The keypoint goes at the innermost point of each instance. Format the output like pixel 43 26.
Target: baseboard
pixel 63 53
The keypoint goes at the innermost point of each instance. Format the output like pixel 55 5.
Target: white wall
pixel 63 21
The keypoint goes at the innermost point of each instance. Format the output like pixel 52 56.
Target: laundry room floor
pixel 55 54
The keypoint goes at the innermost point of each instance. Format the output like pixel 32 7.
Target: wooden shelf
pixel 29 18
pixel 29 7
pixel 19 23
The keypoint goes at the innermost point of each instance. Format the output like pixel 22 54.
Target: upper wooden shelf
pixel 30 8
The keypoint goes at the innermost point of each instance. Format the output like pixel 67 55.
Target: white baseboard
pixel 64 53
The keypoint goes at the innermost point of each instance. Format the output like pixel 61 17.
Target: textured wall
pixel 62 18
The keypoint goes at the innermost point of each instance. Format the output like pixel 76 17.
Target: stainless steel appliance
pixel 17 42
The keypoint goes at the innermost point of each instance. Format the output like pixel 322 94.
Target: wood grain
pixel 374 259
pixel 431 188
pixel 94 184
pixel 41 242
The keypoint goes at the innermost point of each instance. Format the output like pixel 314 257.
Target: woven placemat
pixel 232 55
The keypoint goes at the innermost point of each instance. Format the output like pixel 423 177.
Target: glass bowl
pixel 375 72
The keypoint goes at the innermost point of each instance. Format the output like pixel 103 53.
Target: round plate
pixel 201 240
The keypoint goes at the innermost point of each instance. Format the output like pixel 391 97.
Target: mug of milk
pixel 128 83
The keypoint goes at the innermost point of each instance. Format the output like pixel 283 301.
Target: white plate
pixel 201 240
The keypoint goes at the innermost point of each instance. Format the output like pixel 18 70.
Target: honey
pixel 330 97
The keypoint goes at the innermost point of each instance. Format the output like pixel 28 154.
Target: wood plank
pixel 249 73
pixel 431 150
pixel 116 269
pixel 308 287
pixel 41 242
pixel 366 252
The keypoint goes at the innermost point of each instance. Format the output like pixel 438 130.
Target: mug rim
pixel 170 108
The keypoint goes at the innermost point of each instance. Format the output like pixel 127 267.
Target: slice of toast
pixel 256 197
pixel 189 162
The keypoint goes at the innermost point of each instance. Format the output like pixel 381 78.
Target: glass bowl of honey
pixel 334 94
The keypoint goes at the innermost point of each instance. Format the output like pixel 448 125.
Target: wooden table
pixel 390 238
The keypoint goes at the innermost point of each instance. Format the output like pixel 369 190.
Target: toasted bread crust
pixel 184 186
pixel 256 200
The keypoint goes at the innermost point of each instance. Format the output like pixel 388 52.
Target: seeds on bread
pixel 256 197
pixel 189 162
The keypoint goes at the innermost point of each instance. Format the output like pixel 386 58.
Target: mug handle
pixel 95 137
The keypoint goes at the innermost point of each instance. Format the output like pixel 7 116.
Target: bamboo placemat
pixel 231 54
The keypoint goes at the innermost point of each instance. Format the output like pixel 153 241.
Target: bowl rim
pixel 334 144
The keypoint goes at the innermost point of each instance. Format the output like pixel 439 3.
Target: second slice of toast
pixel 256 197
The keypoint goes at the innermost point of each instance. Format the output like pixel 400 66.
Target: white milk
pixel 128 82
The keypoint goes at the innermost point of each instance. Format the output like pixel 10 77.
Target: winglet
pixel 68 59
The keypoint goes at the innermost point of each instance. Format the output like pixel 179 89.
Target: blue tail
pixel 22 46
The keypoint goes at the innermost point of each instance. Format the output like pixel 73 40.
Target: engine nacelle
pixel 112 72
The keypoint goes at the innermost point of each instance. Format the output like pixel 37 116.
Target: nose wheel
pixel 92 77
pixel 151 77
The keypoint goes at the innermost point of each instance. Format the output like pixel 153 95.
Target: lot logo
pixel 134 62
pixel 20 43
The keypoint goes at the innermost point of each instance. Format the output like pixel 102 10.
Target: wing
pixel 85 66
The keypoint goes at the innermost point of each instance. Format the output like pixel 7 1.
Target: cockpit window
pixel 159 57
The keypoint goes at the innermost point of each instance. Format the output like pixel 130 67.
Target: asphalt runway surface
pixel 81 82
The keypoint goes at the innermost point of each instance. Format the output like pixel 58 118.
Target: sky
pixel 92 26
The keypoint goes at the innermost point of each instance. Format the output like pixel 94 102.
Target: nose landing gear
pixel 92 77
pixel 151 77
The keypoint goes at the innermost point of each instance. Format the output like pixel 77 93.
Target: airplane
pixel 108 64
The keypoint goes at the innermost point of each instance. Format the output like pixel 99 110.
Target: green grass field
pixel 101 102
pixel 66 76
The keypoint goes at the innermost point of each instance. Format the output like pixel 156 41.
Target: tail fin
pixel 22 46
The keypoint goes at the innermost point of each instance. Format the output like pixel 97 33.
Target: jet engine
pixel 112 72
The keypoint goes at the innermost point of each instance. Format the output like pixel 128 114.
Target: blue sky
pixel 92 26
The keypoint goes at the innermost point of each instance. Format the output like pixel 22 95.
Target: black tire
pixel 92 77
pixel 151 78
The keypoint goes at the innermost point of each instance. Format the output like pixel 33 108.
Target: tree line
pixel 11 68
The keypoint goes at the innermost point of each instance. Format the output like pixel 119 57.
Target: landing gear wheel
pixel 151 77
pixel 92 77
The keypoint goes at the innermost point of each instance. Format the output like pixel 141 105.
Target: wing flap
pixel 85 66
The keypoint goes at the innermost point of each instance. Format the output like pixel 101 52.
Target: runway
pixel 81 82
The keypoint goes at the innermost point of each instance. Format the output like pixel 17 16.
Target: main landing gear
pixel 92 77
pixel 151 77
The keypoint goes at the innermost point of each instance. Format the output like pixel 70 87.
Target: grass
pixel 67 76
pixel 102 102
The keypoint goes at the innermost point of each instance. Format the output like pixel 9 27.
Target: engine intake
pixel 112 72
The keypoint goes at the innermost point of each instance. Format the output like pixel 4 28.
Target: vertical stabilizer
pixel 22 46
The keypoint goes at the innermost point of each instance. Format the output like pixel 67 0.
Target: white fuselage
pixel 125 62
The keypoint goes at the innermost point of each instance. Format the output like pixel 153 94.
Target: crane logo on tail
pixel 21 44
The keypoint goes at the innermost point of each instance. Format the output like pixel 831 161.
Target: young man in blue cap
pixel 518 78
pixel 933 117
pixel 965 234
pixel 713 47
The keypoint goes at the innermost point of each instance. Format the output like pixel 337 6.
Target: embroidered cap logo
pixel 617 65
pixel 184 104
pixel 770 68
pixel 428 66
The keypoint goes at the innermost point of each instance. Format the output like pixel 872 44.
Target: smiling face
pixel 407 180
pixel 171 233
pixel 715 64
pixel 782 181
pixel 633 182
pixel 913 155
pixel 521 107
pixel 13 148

> _Task statement_
Please output all of the material above as a Markdown table with two columns, Row and Line, giving each line its own numbered row and leaving out blank lines.

> _Task answer_
| Row | Line |
|---|---|
| 1 | The keypoint goes at the innermost point of each instance. Format the output like pixel 43 26. |
| 2 | Target: baseboard |
| 3 | pixel 63 53 |
| 4 | The keypoint goes at the innermost point of each instance. Format the output like pixel 55 5. |
| 5 | Target: white wall |
| 6 | pixel 63 21 |
| 7 | The keypoint goes at the innermost point of each instance. Format the output like pixel 52 56. |
| 8 | Target: laundry room floor |
| 9 | pixel 55 54 |
| 10 | The keypoint goes at the innermost point of each instance. Format the output like pixel 32 7. |
| 11 | Target: wooden shelf |
| 12 | pixel 29 18 |
| 13 | pixel 29 7 |
| 14 | pixel 19 23 |
| 15 | The keypoint goes at the innermost point of each instance. Format the output like pixel 22 54. |
| 16 | Target: upper wooden shelf |
| 17 | pixel 30 8 |
| 18 | The keypoint goes at the innermost point of each instance. Format the output like pixel 67 55. |
| 19 | Target: white baseboard |
| 20 | pixel 64 53 |
| 21 | The keypoint goes at the innermost point of each instance. Format the output like pixel 61 17. |
| 22 | Target: textured wall |
| 23 | pixel 62 18 |
| 24 | The keypoint goes at the innermost point of each instance. Format the output like pixel 76 17. |
| 25 | Target: stainless steel appliance |
| 26 | pixel 17 42 |
| 27 | The keypoint goes at the innermost point of each instance. Format the output like pixel 322 94. |
| 28 | Target: wood grain |
| 29 | pixel 374 259 |
| 30 | pixel 431 188 |
| 31 | pixel 94 184 |
| 32 | pixel 41 242 |
| 33 | The keypoint goes at the innermost point of each instance. Format the output like pixel 314 257. |
| 34 | Target: woven placemat |
| 35 | pixel 232 55 |
| 36 | The keypoint goes at the innermost point of each instance. Format the output like pixel 423 177. |
| 37 | Target: glass bowl |
| 38 | pixel 375 72 |
| 39 | The keypoint goes at the innermost point of each instance. Format the output like pixel 103 53. |
| 40 | Target: round plate |
| 41 | pixel 201 240 |
| 42 | The keypoint goes at the innermost point of each instance. Format the output like pixel 391 97. |
| 43 | Target: mug of milk |
| 44 | pixel 128 83 |
| 45 | The keypoint goes at the innermost point of each instance. Format the output like pixel 283 301. |
| 46 | Target: white plate |
| 47 | pixel 201 240 |
| 48 | The keypoint goes at the innermost point of each instance. Format the output like pixel 18 70. |
| 49 | Target: honey |
| 50 | pixel 330 97 |
| 51 | The keypoint goes at the innermost point of each instance. Format the output like pixel 28 154. |
| 52 | Target: wood plank |
| 53 | pixel 249 73 |
| 54 | pixel 431 150 |
| 55 | pixel 116 269 |
| 56 | pixel 308 287 |
| 57 | pixel 41 242 |
| 58 | pixel 366 252 |
| 59 | The keypoint goes at the innermost point of each instance. Format the output like pixel 438 130. |
| 60 | Target: mug rim |
| 61 | pixel 170 108 |
| 62 | The keypoint goes at the innermost point of each instance. Format the output like pixel 127 267. |
| 63 | Target: slice of toast |
| 64 | pixel 256 197 |
| 65 | pixel 189 162 |
| 66 | The keypoint goes at the innermost point of each instance. Format the output like pixel 381 78. |
| 67 | Target: glass bowl of honey |
| 68 | pixel 334 94 |
| 69 | The keypoint goes at the innermost point of each instance. Format the output like pixel 448 125. |
| 70 | Target: wooden table |
| 71 | pixel 390 238 |
| 72 | The keypoint goes at the innermost point of each instance. Format the output like pixel 369 190. |
| 73 | Target: toasted bread crust |
| 74 | pixel 184 186 |
| 75 | pixel 256 200 |
| 76 | The keypoint goes at the innermost point of each instance. Format the output like pixel 388 52. |
| 77 | Target: seeds on bread |
| 78 | pixel 256 197 |
| 79 | pixel 189 162 |
| 80 | The keypoint goes at the innermost point of each instance. Format the output like pixel 386 58. |
| 81 | Target: mug handle |
| 82 | pixel 95 137 |
| 83 | The keypoint goes at the innermost point of each instance. Format the output like pixel 7 116. |
| 84 | Target: bamboo placemat |
| 85 | pixel 231 54 |
| 86 | The keypoint goes at the innermost point of each instance. Format the output like pixel 153 241. |
| 87 | Target: bowl rim |
| 88 | pixel 334 144 |
| 89 | The keypoint goes at the innermost point of each instance. Format the output like pixel 439 3. |
| 90 | Target: second slice of toast |
| 91 | pixel 256 197 |
| 92 | The keypoint goes at the innermost point of each instance. Format the output like pixel 400 66. |
| 93 | Target: white milk |
| 94 | pixel 128 82 |
| 95 | The keypoint goes at the innermost point of each instance. Format the output like pixel 10 77. |
| 96 | Target: winglet |
| 97 | pixel 68 59 |
| 98 | The keypoint goes at the innermost point of each instance. Format the output like pixel 179 89. |
| 99 | Target: blue tail |
| 100 | pixel 22 46 |
| 101 | The keypoint goes at the innermost point of each instance. Format the output like pixel 73 40. |
| 102 | Target: engine nacelle |
| 103 | pixel 112 72 |
| 104 | The keypoint goes at the innermost point of each instance. Format the output like pixel 37 116. |
| 105 | Target: nose wheel |
| 106 | pixel 92 77 |
| 107 | pixel 151 77 |
| 108 | The keypoint goes at the innermost point of each instance. Format the output like pixel 153 95. |
| 109 | Target: lot logo |
| 110 | pixel 134 62 |
| 111 | pixel 20 43 |
| 112 | The keypoint goes at the innermost point of each instance. Format the output like pixel 102 10. |
| 113 | Target: wing |
| 114 | pixel 85 66 |
| 115 | The keypoint goes at the innermost point of each instance. Format the output like pixel 7 1. |
| 116 | Target: cockpit window |
| 117 | pixel 159 57 |
| 118 | The keypoint goes at the innermost point of each instance. Format the output like pixel 130 67. |
| 119 | Target: asphalt runway surface |
| 120 | pixel 81 82 |
| 121 | The keypoint goes at the innermost point of each instance. Format the output like pixel 58 118. |
| 122 | Target: sky |
| 123 | pixel 92 26 |
| 124 | The keypoint goes at the innermost point of each instance. Format the output like pixel 94 102. |
| 125 | Target: nose landing gear |
| 126 | pixel 92 77 |
| 127 | pixel 151 77 |
| 128 | The keypoint goes at the innermost point of each instance. Format the output like pixel 77 93. |
| 129 | Target: airplane |
| 130 | pixel 108 64 |
| 131 | The keypoint goes at the innermost point of each instance. Format the output like pixel 99 110. |
| 132 | Target: green grass field |
| 133 | pixel 101 102 |
| 134 | pixel 66 76 |
| 135 | The keypoint goes at the innermost point of each instance. Format the output like pixel 156 41. |
| 136 | Target: tail fin |
| 137 | pixel 22 46 |
| 138 | The keypoint goes at the innermost point of each instance. Format the output like pixel 97 33. |
| 139 | Target: jet engine |
| 140 | pixel 112 72 |
| 141 | The keypoint goes at the innermost point of each instance. Format the output like pixel 128 114. |
| 142 | Target: blue sky |
| 143 | pixel 92 26 |
| 144 | The keypoint goes at the innermost point of each instance. Format the output like pixel 22 95. |
| 145 | Target: black tire |
| 146 | pixel 92 77 |
| 147 | pixel 151 78 |
| 148 | The keypoint goes at the innermost point of each instance. Format the output like pixel 33 108. |
| 149 | Target: tree line |
| 150 | pixel 11 68 |
| 151 | The keypoint goes at the innermost point of each instance. Format the output like pixel 119 57. |
| 152 | Target: landing gear wheel |
| 153 | pixel 151 77 |
| 154 | pixel 92 77 |
| 155 | The keypoint goes at the innermost point of each instance. Format the output like pixel 141 105. |
| 156 | Target: wing flap |
| 157 | pixel 85 66 |
| 158 | The keypoint goes at the innermost point of each instance. Format the output like pixel 101 52. |
| 159 | Target: runway |
| 160 | pixel 81 82 |
| 161 | The keypoint goes at the innermost point of each instance. Format the output like pixel 17 16. |
| 162 | Target: main landing gear |
| 163 | pixel 92 77 |
| 164 | pixel 151 77 |
| 165 | The keypoint goes at the innermost point of each instance. Format the output like pixel 70 87. |
| 166 | Target: grass |
| 167 | pixel 67 76 |
| 168 | pixel 102 102 |
| 169 | The keypoint goes at the innermost point of each instance. Format the output like pixel 9 27. |
| 170 | Target: engine intake |
| 171 | pixel 112 72 |
| 172 | The keypoint goes at the innermost point of each instance. Format the output like pixel 4 28. |
| 173 | Target: vertical stabilizer |
| 174 | pixel 22 46 |
| 175 | The keypoint goes at the innermost point of each instance. Format the output like pixel 67 0. |
| 176 | Target: white fuselage |
| 177 | pixel 125 62 |
| 178 | The keypoint goes at the innermost point of each instance. Format the output like pixel 153 94. |
| 179 | Target: crane logo on tail |
| 180 | pixel 21 44 |
| 181 | The keypoint goes at the innermost point of each instance. Format the output like pixel 831 161. |
| 182 | Target: young man in blue cap |
| 183 | pixel 518 78 |
| 184 | pixel 933 117 |
| 185 | pixel 965 234 |
| 186 | pixel 713 47 |
| 187 | The keypoint goes at the innermost point of each instance. Format the output like pixel 337 6. |
| 188 | Target: embroidered cap logo |
| 189 | pixel 617 65 |
| 190 | pixel 184 104 |
| 191 | pixel 770 68 |
| 192 | pixel 428 66 |
| 193 | The keypoint goes at the innermost point of each instance. Format the output like pixel 872 44. |
| 194 | Target: smiling face |
| 195 | pixel 407 180 |
| 196 | pixel 171 233 |
| 197 | pixel 715 64 |
| 198 | pixel 782 181 |
| 199 | pixel 633 182 |
| 200 | pixel 913 155 |
| 201 | pixel 521 107 |
| 202 | pixel 13 148 |